# [Lesetext]
In Deutschland wird eher beiläufig und mit Häme über die Razzia beim früheren US-Präsidenten Donald Trump berichtet. „Klo-Fotos bringen Trump in Gefängnis – Spülte Trump sein Comeback runter?“, titelte etwa die „Bild„. Der Vorwurf gegen den Republikaner: Er soll lax mit vertraulichen Unterlagen umgegangen sein, und manche sogar in der Toilette entsorgt haben – allerdings zerrissen.
Die einst bürgerliche „Welt“ titelt voller Häme: „Während Washington schweigt, schlägt Trump Kapital aus der Razzia“. Was in Deutschland eher unter der Rubrik „Schadenfreude“ und „Trump-Bashing“ abgelegt wird, erschüttert die USA zutiefst. Zumindest deren republikanischen und konservativen Teil. Eine Dimension, die uns die deutschen Medien völlig vorenthalten. Im konservativen US-Sender „Fox“ ist von einem beispiellosen Tabubruch und Verstoßen gegen demokratische Grundregeln die Rede. Die Vereinigten Staaten hätten sich auf das Niveau von „Bananenrepubliken“ und „Dritter Welt“ begeben, so der Vorwurf, der in dem Sender mehrfach laut wurde (etwa in dieser Sendung).

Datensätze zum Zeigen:
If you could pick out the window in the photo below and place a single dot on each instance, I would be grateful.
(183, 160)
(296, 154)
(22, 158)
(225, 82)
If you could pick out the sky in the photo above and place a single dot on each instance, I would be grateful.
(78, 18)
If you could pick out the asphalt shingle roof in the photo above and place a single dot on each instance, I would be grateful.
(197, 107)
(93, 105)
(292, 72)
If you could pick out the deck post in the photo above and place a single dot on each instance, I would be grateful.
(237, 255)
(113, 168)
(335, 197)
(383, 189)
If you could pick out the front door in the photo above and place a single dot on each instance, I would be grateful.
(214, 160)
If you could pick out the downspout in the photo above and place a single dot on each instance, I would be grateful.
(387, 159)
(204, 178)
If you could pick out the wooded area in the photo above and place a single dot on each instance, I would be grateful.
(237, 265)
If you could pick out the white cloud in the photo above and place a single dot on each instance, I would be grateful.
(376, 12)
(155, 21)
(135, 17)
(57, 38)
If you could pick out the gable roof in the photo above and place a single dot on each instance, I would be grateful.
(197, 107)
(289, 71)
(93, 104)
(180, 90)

* * *

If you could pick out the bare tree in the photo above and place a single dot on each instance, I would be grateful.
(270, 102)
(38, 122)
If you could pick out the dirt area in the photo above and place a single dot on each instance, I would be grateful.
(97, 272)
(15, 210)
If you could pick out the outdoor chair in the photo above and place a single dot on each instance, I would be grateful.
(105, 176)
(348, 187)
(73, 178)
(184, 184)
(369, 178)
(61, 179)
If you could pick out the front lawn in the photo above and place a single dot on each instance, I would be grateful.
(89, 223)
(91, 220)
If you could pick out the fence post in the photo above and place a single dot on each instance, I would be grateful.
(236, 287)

# [Aufgaben]
1/ Nenne alle Zeilen der Liste, in denen das Wort „post“ vorkommt, jeweils mit vollem Wortlaut.
2/ Schreib den Text über die Trump-Razzia nach seinem letzten Satz ein Stück weiter.
Der Text über die Trump-Razzia und die Liste haben nichts miteinander zu tun.

# [Lösungen]
1/
If you could pick out the deck post in the photo above and place a single dot on each instance, I would be grateful.
If you could pick out the fence post in the photo above and place a single dot on each instance, I would be grateful.

2/
Das FBI und die Anklagebehörden, so hieß es weiter, seien von den regierenden Demokraten zu einer Streitaxt im Kampf gegen die Opposition gemacht worden. Dass bei einem Ex-Präsidenten, der die Regierung als Kandidat herausfordern und wohl erneut für die Präsidentschaft kandidieren will, eine Hausdurchsuchung stattfindet und sogar sein Safe aufgebrochen werde, habe die Dimension von „Watergate“, so ein weiterer Vorwurf: Im „Watergate-Skandal“ versuchten Einbrecher, Abhörwanzen in der Parteizentrale der Demokraten zu installieren und dort Dokumente zu fotografieren. Auftraggeber waren enge Mitarbeiter des amtierenden republikanischen Präsidenten Richard Nixon.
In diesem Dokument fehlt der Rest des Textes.